* [Reading text]:
Located at about 4.2 light years from Earth, Proxima Centauri is the star closest to our Solar System. It’ll very likely be mankind’s first interstellar voyage, especially if and when our Sun decides to heat up and render our planet a scorching wasteland.
We have at least 1 billion years to go until that happens, but, as you may have already noticed, scientists are already searching high and wide for planets similar to our Earth. These aren’t just potential havens for a fugitive human race, but rather nests that could harbor the thing that we search for the most in our astronomical observations: alien life.
In August 2016, scientists from the European Southern Observatory announced the discovery of Proxima b, a planet estimated to be Earth-like orbiting Proxima Centauri. Proxima B’s mass is about 1.3 times the mass of Earth, orbiting its star much more closely. In fact, it’s scary-close to the star, ten times close than Mercury is to the Sun.
But Proxima Centaury is a red dwarf, making our Sun a thousand times more powerful and dangerous. Therefore, Proxima B’s location is within the star’s habitable zone. Since its discovery is quite recent, it’s way too early to assume whether the humans could step on it without spacesuits or if the planet could host extraterrestrial life. But scientists are ever optimistic.
Researchers from the Marseille University in France have conducted simulations in order to better understand the structure of Proxima B. So far, they have approximated the Proxima B’s radius being between 0.94 and 1.4 times the Earth’s own radius.

* [Supplied entries]:

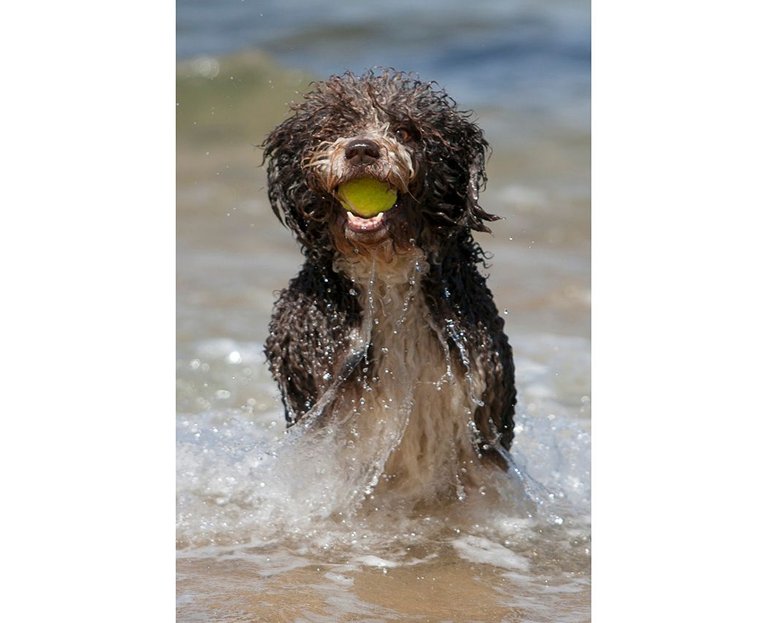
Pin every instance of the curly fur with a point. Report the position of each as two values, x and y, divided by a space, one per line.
434 155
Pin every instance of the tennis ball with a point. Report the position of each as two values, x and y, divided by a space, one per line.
366 196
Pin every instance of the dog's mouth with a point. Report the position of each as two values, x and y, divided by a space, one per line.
369 204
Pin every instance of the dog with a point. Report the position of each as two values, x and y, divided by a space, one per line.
391 311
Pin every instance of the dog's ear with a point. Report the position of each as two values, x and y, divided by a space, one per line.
476 183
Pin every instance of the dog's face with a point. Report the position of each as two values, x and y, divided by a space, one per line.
389 127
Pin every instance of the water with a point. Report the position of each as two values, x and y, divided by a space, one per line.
268 525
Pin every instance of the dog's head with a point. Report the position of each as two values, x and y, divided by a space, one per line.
390 127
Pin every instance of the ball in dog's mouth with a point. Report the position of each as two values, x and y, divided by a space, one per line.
366 201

* [Task 1]: Using the text about Proxima b, decide whether each statement agrees with it: (a) The discovery of Proxima b was announced in August 2016 by scientists from the European Southern Observatory. (b) Proxima b's mass is about twice that of Earth. (c) Researchers from the Marseille University estimated Proxima b's radius at between 0.94 and 1.4 times Earth's radius. For each, answer yes or no and quote the words of the text that decide it.
* [Task 2]: Write a continuation of the text about Proxima b, starting after its final sentence.

* [Exercise response 1]:
(a) Yes: "In August 2016, scientists from the European Southern Observatory announced the discovery of Proxima b"
(b) No: "Proxima B’s mass is about 1.3 times the mass of Earth"
(c) Yes: "they have approximated the Proxima B’s radius being between 0.94 and 1.4 times the Earth’s own radius"

* [Exercise response 2]:
While it may seem like a pretty accurate approximation to us, the room between those two numbers tell stories of different planets. Should Proxima B have the 0.94 times the radius of Earth, then it would make it a rocky planet, with a dense metallic core two thirds of its mass. If the planet should have liquid water on its surface, it could amount to 0.05% of its mass.
However, if the radius is around 1.4 times the one of Earth, then we could be looking at a planet that’s half rock center, half planetary ocean.
“In this case, Proxima b would be covered by a single, liquid ocean 200 km [124 miles] deep” noted the French researchers.
The study may give us interesting theoretical data about the planet’s mass and composition, but it doesn’t determine anything about the planet’s atmosphere, which could be like our own, or toxic, or completely missing. Surely, it’s way too early to call Proxima B a possible Earth 2.